Exercise:
Filter the records below, copying each line that contains the word "hair", and treat case as significant when matching.

[Some records]
::::
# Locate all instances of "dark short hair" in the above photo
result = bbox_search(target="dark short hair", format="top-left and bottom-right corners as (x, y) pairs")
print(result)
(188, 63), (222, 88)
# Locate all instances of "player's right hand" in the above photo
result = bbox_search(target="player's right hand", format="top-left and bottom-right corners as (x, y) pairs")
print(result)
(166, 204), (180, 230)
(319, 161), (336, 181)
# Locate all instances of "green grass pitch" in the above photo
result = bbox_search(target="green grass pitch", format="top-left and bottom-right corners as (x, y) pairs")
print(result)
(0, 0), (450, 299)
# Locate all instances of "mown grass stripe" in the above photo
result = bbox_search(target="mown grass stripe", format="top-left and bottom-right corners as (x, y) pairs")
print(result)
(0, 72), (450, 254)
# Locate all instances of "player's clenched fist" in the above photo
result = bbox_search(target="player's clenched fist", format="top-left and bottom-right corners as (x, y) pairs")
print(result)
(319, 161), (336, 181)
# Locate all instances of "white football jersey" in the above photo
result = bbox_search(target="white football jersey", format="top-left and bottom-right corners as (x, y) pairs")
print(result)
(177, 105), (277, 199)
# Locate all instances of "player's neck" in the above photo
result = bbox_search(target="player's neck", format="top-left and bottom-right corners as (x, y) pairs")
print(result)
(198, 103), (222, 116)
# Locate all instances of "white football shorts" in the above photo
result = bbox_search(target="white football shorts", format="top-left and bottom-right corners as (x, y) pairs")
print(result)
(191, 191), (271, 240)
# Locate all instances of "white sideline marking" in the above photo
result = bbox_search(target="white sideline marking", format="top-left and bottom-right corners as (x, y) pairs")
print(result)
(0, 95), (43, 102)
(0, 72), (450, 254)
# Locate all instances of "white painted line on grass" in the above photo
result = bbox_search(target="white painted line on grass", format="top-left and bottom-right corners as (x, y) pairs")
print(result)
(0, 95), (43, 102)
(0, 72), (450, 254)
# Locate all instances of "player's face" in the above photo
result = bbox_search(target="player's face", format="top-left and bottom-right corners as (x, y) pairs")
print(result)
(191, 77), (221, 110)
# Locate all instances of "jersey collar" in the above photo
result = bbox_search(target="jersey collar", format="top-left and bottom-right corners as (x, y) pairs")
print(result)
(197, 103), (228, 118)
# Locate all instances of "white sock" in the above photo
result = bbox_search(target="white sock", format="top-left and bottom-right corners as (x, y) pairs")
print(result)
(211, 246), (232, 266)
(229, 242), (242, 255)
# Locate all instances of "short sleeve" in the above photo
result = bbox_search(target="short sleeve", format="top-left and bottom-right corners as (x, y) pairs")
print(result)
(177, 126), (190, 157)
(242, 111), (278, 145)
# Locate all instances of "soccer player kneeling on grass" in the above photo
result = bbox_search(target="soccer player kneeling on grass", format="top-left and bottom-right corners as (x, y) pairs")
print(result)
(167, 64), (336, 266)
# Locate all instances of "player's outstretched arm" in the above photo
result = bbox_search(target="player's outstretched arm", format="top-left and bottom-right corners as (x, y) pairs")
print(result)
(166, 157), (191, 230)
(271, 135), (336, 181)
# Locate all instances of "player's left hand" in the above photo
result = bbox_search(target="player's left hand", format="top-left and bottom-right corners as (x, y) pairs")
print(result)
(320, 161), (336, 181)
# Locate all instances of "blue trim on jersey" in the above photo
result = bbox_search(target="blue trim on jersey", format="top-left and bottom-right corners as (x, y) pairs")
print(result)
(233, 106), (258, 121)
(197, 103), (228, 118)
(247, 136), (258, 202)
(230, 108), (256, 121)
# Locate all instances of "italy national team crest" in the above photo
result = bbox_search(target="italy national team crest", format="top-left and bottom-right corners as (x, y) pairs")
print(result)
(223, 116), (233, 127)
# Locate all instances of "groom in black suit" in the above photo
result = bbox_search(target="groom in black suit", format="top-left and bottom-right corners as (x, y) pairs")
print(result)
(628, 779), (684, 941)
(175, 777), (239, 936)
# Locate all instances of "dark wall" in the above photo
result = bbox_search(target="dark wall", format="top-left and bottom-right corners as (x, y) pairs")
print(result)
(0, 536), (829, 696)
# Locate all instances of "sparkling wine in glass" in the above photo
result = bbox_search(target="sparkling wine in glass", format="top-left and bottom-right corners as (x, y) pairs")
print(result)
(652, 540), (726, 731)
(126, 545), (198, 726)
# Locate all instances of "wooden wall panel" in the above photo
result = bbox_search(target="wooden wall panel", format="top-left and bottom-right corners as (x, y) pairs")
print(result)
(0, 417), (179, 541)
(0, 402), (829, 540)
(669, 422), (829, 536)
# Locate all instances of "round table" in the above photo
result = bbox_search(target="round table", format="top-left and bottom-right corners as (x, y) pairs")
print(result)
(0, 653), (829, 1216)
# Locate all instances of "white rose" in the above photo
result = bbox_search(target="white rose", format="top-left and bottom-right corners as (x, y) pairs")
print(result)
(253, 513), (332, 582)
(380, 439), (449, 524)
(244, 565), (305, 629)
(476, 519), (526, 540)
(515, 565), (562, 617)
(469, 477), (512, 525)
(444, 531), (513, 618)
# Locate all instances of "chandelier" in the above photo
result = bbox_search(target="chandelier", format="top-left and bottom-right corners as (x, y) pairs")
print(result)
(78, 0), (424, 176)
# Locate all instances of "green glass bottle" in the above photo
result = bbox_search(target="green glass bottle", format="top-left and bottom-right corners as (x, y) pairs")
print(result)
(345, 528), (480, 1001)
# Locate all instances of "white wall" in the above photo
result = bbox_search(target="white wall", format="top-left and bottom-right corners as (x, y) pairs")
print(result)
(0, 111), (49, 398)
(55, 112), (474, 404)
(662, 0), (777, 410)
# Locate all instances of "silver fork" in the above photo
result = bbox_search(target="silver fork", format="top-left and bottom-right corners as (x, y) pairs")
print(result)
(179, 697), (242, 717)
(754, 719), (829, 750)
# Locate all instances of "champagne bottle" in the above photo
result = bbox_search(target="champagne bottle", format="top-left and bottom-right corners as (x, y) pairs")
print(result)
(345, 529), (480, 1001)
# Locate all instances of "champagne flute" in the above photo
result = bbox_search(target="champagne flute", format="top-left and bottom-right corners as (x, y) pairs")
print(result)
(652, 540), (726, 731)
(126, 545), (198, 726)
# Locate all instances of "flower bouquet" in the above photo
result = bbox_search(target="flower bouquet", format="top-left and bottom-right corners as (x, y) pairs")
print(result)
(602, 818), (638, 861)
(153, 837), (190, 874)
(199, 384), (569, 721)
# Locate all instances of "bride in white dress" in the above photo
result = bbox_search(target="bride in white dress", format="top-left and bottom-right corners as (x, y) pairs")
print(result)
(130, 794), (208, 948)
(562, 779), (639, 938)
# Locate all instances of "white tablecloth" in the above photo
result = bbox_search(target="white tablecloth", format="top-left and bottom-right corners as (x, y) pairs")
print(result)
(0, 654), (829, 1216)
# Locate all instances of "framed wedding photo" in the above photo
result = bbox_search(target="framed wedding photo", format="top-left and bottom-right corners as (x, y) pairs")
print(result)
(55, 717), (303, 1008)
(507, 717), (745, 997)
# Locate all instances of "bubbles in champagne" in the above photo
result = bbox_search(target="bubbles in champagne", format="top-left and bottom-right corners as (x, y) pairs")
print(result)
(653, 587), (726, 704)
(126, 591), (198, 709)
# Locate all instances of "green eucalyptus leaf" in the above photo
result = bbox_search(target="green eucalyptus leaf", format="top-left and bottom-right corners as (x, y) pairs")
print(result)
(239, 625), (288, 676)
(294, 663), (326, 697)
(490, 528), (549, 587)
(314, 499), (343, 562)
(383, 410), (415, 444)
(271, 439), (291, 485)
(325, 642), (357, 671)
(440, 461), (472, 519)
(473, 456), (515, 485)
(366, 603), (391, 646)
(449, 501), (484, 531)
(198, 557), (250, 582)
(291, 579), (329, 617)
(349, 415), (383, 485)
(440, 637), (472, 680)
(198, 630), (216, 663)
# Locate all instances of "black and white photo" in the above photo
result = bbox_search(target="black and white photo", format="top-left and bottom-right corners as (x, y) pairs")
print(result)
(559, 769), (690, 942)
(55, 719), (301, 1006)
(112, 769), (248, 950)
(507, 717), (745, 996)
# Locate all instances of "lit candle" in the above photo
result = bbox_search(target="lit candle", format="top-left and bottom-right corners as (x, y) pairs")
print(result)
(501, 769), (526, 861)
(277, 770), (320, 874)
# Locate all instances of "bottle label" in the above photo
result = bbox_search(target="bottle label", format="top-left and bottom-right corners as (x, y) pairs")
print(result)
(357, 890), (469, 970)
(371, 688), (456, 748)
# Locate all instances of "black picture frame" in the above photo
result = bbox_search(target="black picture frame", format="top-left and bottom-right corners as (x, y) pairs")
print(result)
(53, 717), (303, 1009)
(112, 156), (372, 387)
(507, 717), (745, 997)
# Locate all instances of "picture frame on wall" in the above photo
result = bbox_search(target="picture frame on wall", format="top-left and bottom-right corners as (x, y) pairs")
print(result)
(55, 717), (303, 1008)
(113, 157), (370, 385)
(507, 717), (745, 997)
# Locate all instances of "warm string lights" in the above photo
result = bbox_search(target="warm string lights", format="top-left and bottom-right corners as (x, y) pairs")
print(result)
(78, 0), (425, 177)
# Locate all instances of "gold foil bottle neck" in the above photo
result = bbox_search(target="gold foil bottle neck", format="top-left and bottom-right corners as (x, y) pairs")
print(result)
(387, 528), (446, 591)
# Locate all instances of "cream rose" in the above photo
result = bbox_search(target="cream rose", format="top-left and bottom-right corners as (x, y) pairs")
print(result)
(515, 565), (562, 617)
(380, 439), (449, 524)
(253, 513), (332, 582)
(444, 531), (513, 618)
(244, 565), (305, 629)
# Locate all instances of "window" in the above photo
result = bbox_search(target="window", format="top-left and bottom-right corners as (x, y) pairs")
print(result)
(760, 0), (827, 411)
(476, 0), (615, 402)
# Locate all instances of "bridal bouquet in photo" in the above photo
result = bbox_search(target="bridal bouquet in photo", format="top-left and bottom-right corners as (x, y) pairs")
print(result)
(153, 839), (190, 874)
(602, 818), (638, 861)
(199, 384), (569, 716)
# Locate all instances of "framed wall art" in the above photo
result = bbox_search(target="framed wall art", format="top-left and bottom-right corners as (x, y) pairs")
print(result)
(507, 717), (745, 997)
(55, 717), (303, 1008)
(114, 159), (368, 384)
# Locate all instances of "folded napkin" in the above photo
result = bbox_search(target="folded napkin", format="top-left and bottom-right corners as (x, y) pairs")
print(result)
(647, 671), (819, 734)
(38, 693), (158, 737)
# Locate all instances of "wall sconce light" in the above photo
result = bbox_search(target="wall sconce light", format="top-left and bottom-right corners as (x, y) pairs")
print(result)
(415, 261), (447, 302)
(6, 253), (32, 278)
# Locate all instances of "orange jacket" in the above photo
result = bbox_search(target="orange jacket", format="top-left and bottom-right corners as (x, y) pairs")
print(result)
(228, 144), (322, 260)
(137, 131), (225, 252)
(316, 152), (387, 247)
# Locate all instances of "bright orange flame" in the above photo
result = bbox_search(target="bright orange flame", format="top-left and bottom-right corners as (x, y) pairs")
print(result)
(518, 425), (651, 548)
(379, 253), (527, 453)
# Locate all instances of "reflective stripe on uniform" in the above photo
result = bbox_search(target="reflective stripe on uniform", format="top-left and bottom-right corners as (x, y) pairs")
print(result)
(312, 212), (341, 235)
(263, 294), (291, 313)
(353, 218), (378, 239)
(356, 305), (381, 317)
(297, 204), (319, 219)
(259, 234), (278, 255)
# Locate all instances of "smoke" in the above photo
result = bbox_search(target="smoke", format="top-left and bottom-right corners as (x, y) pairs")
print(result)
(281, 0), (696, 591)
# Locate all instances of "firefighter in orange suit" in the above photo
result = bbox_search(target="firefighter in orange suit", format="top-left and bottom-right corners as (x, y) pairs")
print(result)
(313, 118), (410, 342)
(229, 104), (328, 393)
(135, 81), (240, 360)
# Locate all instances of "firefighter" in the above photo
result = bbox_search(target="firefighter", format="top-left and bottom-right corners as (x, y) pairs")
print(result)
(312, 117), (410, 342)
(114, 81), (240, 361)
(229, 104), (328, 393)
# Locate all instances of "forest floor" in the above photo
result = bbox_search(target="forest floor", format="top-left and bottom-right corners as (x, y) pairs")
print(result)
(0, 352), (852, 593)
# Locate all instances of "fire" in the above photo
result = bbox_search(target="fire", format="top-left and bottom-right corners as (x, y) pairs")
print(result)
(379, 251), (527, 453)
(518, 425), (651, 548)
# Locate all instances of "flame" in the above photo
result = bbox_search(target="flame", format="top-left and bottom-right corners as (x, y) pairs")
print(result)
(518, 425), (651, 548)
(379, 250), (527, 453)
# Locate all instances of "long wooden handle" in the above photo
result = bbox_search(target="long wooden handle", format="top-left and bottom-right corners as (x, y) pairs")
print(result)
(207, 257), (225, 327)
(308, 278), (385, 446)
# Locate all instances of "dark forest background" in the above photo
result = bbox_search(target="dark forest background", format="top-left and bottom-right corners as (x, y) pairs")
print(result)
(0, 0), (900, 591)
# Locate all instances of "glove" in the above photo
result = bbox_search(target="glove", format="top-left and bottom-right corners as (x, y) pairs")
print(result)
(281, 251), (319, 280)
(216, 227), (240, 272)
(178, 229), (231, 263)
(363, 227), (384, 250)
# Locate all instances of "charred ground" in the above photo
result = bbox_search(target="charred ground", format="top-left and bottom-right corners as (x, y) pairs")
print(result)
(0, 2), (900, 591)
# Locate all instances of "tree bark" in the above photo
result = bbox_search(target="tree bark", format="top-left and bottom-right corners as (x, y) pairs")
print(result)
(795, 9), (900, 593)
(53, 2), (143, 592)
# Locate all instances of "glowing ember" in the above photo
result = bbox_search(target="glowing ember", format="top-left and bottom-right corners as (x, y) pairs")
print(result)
::::
Full answer:
# Locate all instances of "dark short hair" in the above photo
result = bbox_search(target="dark short hair", format="top-left and bottom-right corners as (x, y) pairs")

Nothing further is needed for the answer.